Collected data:
>> Begin

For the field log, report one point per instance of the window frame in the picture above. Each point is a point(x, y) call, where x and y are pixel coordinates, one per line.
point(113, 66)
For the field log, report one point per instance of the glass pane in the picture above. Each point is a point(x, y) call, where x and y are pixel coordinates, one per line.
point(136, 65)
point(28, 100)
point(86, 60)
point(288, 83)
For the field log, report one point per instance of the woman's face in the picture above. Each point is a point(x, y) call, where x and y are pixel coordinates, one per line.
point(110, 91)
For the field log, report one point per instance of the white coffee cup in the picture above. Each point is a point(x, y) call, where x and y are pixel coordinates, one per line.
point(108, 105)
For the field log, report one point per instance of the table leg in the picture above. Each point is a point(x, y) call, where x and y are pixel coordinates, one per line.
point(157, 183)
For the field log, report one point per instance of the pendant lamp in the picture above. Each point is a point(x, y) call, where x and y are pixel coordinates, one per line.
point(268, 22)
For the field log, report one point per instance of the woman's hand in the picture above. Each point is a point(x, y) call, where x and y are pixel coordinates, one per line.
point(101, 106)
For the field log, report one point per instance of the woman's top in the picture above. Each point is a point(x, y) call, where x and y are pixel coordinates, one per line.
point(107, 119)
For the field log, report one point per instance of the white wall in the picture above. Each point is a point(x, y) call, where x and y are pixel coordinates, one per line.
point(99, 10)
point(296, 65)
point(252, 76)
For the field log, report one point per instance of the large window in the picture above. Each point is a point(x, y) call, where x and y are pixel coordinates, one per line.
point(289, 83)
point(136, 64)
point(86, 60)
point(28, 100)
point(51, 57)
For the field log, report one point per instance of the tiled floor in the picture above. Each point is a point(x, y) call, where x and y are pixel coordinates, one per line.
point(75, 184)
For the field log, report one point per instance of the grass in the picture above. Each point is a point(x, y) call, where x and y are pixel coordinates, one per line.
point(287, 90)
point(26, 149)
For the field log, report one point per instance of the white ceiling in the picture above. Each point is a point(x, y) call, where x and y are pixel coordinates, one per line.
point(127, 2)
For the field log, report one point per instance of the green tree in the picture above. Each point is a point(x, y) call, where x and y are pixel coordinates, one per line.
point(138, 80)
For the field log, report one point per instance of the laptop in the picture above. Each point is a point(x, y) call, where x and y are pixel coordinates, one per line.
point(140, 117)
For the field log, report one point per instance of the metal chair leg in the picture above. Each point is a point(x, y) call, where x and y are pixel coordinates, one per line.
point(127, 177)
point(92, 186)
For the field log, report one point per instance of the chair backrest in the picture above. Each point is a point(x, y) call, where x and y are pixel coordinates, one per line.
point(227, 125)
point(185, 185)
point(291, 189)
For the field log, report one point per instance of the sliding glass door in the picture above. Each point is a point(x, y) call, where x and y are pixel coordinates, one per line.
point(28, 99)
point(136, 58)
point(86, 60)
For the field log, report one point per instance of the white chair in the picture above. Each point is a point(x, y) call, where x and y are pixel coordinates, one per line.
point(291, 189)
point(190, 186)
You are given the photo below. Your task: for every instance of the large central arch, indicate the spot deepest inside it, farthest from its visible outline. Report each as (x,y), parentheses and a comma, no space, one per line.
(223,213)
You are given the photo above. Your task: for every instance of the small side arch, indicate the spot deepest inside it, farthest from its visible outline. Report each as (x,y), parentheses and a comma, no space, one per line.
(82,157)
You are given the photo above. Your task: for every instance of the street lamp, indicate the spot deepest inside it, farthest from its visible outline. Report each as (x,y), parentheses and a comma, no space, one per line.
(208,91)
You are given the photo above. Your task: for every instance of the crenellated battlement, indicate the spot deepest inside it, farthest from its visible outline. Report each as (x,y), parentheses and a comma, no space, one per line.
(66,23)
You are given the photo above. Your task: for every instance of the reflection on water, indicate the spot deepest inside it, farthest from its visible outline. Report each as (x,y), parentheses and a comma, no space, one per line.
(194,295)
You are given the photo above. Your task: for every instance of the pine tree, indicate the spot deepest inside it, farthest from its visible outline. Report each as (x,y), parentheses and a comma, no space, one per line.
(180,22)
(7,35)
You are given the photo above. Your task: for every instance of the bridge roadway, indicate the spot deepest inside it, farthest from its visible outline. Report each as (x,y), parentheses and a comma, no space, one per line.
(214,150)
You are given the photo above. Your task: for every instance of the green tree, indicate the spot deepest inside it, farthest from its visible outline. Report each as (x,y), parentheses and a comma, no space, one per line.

>> End

> What this task involves
Rewrite the stretch from the line containing "of the glass" through the line containing "point(108, 105)", changing "coffee cup" to "mug" and keeping everything else as it is.

> Answer to the task
For the field log, report one point per instance of the glass pane in the picture above. Each point is a point(x, y) call, where x and y are pixel coordinates, one per line.
point(136, 65)
point(28, 100)
point(86, 60)
point(288, 83)
For the field log, report one point per instance of the woman's face in the picture above. Each point is a point(x, y) call, where x and y are pixel coordinates, one per line.
point(110, 91)
For the field log, report one point per instance of the white mug in the picture above. Each point is a point(x, y) call, where x and y are pixel coordinates, one per line.
point(108, 105)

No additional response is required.